# attitude is the shiznit



## Relentless999 (Jun 16, 2009)

ordered twice in the last two weeks. got each order in a week or less, from across sea.. packaging was awesome.

also, i ordered from dr chronic years ago and will never order again from them.  packaging was ****, all seeds were squished. and it took forever to get in!

btw, from attitude i got:
lowlife hindu kush
white label super skunk
white label double gum
dinafem blue hash-free!
dinafem cali hash-free!


----------



## jungle (Jun 16, 2009)

my cali blue hash and cali. hash plant are out in the lead of all my other ones...and many of the other ones look great also....the auto great white shark...half of it was good....the other half is growing great....nycd auto very nice results so far...that double gum sounds great....go attitude... good luck with your plants.


----------



## Relentless999 (Jun 16, 2009)

ya my blue hash plant is in the lead too!


----------



## Lemmongrass (Jun 16, 2009)

I screwed my order up, they fixed it the next day(i typed something wrong). i germed 5 of my 10 mandala satori and the free g13 quicksilver. all great. shipped to mid america in a week.cost $53

Flawless Victory!


----------



## SherwoodForest (Jun 16, 2009)

My Quicksilver looks good too! I love my free beans, my Thai Super Skunk plants are huge and smell sweet as a berry. My free White Widow is also looking great, love the freebies!


----------



## dr pyro (Jun 16, 2009)

hey sherwood that super skunk is the EDIT mine is loaded with trichs.you  touch it or your hand and its soaked with the sticky icky with that sweet smell. mine should be done soon around july or so


----------



## SPEARCHUCKER (Jun 16, 2009)

I want to see journals for the lowlife hindu kush & white label super skunk.

And you you come back to the thread drpyro. You have a journal going for yours? Or have any shots you can put up?


----------



## SherwoodForest (Jun 16, 2009)

dr pyro said:
			
		

> hey sherwood that super skunk is the sh!t mine is loaded with trichs.you touch it or your hand and its soaked with the sticky icky with that sweet smell. mine should be done soon around july or so


WooHoo! It just is so cool that a bunch of people are growing these, even though it isn't "top shelf" marijuana in the eyes of todays mass producers. Us old stoners that smoked real Thai back in the early eighties know how sweet and powerfull it is. I remember getting bags of it and complaining about how it looked, then smoking it and getting that "holy crap I'm stoned" feeling.


----------



## Relentless999 (Jun 17, 2009)

dr pyro said:
			
		

> hey sherwood that super skunk is the sh!t mine is loaded with trichs.you  touch it or your hand and its soaked with the sticky icky with that sweet smell. mine should be done soon around july or so


im calling ** until i see some pics


----------



## GrowinGreen (Jun 17, 2009)

anyone have a journal going for the:

dinafem blue hash
dinafem cali hash

freebies?


----------



## SherwoodForest (Jun 17, 2009)

GrowinGreen said:
			
		

> anyone have a journal going for the:
> 
> dinafem blue hash
> dinafem cali hash
> ...

STATED EXERCISE A: Count the lines of the entries that contain the string "flower", treating uppercase and lowercase as different, and give only the number.
The forum thread and the entries that follow it are unrelated material.

TASK INPUTS:
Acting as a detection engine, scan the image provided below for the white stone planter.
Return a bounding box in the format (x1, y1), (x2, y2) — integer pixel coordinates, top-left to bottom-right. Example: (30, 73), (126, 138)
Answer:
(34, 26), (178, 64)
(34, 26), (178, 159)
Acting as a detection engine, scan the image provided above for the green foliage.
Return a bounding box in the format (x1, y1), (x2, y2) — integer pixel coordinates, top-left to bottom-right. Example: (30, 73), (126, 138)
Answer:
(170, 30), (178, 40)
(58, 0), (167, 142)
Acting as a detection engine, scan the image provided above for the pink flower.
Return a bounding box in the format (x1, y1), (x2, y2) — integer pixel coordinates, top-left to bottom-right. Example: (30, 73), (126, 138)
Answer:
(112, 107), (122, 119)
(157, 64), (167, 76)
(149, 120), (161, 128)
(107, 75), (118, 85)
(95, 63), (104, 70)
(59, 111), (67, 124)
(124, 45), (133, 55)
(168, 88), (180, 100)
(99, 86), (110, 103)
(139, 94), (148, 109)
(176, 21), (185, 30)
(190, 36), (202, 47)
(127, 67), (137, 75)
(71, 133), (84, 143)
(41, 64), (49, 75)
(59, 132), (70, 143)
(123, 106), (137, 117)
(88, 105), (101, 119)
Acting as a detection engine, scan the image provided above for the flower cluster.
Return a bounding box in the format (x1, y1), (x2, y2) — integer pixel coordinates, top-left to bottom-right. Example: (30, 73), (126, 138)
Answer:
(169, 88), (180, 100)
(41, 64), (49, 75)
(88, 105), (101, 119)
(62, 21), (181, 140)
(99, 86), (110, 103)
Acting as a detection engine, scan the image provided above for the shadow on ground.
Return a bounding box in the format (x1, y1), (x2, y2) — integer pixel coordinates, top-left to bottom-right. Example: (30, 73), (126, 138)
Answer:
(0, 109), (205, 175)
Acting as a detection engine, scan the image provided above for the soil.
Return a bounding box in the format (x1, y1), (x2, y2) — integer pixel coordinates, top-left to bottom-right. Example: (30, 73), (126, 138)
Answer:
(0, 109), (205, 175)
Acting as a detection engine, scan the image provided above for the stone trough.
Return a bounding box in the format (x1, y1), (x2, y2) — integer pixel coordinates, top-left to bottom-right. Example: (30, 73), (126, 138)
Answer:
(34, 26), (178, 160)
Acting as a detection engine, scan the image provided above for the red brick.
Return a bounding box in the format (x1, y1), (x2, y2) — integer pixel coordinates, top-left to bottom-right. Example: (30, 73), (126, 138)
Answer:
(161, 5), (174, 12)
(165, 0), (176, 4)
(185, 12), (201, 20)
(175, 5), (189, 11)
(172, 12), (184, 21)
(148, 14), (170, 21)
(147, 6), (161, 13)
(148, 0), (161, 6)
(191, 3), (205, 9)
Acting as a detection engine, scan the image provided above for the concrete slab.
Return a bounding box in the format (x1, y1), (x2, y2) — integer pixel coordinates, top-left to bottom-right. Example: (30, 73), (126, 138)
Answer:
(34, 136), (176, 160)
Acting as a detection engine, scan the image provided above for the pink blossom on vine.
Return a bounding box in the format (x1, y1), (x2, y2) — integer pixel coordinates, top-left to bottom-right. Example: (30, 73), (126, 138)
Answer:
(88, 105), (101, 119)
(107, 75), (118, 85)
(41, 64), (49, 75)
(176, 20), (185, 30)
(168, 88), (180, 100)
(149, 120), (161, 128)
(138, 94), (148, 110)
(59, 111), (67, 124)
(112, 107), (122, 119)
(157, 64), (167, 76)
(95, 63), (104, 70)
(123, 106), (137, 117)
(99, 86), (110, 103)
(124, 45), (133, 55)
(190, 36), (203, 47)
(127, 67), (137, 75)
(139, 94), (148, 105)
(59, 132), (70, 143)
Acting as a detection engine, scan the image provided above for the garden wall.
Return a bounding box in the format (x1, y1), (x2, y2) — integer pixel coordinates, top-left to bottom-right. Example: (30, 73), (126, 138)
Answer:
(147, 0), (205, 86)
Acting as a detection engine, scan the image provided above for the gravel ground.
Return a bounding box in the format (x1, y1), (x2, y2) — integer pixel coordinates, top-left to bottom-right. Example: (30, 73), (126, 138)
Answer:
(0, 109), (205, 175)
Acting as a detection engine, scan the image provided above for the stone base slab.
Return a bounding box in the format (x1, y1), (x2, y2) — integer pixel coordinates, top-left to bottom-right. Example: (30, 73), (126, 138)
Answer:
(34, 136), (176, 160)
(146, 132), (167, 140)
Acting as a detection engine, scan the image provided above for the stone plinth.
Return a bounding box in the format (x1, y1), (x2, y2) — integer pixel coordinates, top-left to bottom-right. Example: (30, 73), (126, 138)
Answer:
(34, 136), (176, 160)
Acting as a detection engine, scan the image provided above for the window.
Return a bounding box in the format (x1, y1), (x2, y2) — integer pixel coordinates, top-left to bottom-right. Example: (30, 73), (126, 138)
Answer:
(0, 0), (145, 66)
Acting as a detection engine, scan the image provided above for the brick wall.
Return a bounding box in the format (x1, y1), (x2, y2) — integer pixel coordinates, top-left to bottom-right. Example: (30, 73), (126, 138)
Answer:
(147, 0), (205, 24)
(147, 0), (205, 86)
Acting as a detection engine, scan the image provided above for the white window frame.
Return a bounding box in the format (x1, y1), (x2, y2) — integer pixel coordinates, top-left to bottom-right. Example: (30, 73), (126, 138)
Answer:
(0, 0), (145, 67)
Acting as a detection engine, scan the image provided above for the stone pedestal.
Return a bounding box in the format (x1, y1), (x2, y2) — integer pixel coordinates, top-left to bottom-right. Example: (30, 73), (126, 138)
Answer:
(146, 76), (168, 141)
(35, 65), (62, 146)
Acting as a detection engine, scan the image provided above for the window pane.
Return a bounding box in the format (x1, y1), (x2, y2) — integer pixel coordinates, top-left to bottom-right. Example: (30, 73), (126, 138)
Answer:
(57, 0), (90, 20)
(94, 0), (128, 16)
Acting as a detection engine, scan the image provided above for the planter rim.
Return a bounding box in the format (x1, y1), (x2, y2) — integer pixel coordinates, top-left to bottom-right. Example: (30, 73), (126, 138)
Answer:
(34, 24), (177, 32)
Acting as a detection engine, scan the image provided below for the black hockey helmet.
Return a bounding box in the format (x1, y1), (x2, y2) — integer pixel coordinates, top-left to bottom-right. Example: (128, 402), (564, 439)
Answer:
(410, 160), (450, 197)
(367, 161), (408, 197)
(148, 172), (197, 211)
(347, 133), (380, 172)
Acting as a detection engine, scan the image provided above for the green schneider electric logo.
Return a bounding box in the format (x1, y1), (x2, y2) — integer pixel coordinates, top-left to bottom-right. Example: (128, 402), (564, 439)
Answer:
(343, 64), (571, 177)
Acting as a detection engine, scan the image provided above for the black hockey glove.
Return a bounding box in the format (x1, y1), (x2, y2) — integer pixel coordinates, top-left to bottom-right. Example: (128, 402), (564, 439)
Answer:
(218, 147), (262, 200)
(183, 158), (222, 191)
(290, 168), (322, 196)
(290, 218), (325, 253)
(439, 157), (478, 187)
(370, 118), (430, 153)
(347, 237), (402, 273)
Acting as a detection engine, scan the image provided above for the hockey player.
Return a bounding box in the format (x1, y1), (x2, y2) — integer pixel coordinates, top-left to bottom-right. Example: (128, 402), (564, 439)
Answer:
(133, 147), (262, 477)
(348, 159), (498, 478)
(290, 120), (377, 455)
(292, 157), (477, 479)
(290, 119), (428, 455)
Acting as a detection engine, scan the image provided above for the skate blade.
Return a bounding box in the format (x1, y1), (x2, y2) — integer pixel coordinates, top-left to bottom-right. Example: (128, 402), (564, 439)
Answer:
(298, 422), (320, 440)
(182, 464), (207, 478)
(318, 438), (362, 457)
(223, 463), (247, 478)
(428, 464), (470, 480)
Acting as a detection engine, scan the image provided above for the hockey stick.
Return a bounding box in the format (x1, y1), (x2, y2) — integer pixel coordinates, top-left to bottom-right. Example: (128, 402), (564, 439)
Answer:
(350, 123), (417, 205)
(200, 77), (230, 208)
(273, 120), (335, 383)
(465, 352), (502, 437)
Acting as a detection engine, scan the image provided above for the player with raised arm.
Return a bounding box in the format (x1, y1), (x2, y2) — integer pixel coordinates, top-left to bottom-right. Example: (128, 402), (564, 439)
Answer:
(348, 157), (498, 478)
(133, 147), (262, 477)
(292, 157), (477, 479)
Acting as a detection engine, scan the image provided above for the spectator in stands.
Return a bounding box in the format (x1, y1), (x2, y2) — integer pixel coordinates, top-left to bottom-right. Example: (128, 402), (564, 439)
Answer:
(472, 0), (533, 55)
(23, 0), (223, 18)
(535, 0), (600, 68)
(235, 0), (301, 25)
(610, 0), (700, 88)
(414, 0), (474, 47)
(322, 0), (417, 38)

STATED EXERCISE B: In the forum thread, what did Lemmongrass's order cost, and how long did it take to ship to mid America?

WRITTEN SOLUTION A: 2

WRITTEN SOLUTION B: It cost $53 and shipped to mid America in a week.